(Extract to read):
There are still many difficulties that cannot be touched on here. The problem for the ‘civilization’ is the adoption of a religious attitude that can be assimilated as objectively as the headlines of last Sunday’s newspapers. But the problem for the individual always will be the opposite of this, the conscious striving not to limit the amount of experience seen and touched; the intolerable struggle to expose the sensitive areas of being to what may possibly hurt them; the attempt to see as a whole, although the instinct of self-preservation fights against the pain of the internal widening, and all the impulses of spiritual laziness build into waves of sleep with every new effort. The individual begins that long effort as an Outsider; he may finish it as a saint.
POSTSCRIPT TO THE OUTSIDER
The outsider first appeared eleven years ago, in 1956, and achieved a success that made one critic write: “Not since Lord Byron woke up one morning and found himself famous has an English writer met with such spontaneous and universal acclaim.” It was true, and it was hard luck on me, for reasons I shall try to explain.
I was born in 1931 into a working-class family in Leicester; my father was a boot-and-shoe operative who earned £3 a week. This meant that education was hard to come by. I realize this sounds absurd at this point in the twentieth century. But what has to be understood is that English working-class families—particularly factory workers—live in a curious state of apathy that would make Oblomov seem a demon of industry. My own family, for example, simply never bother to call in a doctor when they feel ill; they just never get around to it. One family doctor—an old Irishman, now dead and probably in Hell—killed about six of my family with sheer bumbling incompetence, and yet it never struck anyone to go to another doctor.

(Dataset extract):
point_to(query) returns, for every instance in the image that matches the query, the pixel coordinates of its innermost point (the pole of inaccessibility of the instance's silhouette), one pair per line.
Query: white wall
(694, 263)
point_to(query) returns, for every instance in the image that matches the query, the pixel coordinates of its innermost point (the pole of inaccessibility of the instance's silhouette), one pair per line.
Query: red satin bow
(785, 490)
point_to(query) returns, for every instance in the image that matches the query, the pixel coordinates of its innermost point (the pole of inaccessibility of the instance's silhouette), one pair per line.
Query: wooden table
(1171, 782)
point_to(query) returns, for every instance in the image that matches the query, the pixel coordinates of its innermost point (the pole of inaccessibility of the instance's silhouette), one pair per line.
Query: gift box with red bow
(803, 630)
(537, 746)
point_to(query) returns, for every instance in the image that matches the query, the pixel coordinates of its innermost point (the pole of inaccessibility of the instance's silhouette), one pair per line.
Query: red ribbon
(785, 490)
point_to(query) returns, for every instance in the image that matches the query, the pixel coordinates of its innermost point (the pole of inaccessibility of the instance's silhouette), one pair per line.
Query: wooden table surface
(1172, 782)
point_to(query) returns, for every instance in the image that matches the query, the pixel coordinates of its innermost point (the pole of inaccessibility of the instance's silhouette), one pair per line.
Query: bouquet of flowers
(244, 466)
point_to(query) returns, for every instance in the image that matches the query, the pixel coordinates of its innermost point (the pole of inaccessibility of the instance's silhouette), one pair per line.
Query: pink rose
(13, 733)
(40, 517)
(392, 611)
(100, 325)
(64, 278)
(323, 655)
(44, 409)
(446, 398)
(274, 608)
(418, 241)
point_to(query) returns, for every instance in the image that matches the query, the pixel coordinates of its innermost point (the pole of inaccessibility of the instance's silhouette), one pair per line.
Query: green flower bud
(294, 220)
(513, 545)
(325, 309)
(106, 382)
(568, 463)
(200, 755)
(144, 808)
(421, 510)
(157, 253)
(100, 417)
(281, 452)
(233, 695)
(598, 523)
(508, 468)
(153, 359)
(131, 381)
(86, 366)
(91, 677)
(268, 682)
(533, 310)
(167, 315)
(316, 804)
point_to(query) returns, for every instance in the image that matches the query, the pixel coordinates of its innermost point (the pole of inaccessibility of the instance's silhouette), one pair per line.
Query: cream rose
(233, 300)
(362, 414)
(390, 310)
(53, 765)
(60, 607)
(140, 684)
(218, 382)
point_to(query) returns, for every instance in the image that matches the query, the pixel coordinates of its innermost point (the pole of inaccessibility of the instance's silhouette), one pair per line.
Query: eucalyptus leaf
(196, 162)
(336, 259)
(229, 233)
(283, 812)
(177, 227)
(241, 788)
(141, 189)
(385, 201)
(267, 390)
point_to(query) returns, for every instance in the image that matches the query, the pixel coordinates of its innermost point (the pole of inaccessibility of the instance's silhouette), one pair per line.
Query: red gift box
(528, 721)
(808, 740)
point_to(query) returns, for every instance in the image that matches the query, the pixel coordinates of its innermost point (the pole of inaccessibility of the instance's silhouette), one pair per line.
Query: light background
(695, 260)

(Exercises to complete):
(a) In the excerpt on the Outsider, what was the writer's father's occupation, and what did he earn?
(b) Summarize the excerpt on the Outsider in two sentences.
(c) Write the next paragraph of the excerpt on the Outsider, following on from its last sentence.
The records were drawn from a separate source.

(Expected answers):
(a) He was a boot-and-shoe operative who earned £3 a week.

(b) The excerpt contrasts a civilization's need for a religious attitude that can be absorbed as objectively as newspaper headlines with the individual's painful, conscious effort to widen experience, an effort that begins as an Outsider and may end in sainthood. Its postscript recalls the book's widely acclaimed appearance in 1956 and describes the writer's birth in 1931 into a working-class Leicester family, where education was hard to come by and apathy ran deep.

(c)
This explains why, although I was fairly clever at school and passed exams easily enough, I never went to a university. No one thought of suggesting it. Anyway, my family wanted me to bring home a weekly wage packet. So I left school at sixteen. (My brother left at fourteen.)
In a way, this was a good thing. Ever since I was twelve, I had been preoccupied with the question of the meaning of human existence, and whether all human values are not pure self-delusion. (No doubt this feeling was intensified by my dislike of the vague, brainless, cowlike drifting of the people around me.) My main interest was in science—particularly atomic physics—so that I was obsessed by the idea that there must be a scientific method for investigating this question of human existence. At fourteen, I discovered Shaw’s Man and Superman, and realized, with a shock, that I was not the first human being to ask the question. After that, I discovered Eliot’s Waste Land, Goethe’s Faust and Dostoevsky’s Devils in quick succession, and began to feel that I was acquiring the basic data for attacking the problem. Since no school or university in England provides courses in this problem, it is probably as well that I set out to work on my own at sixteen.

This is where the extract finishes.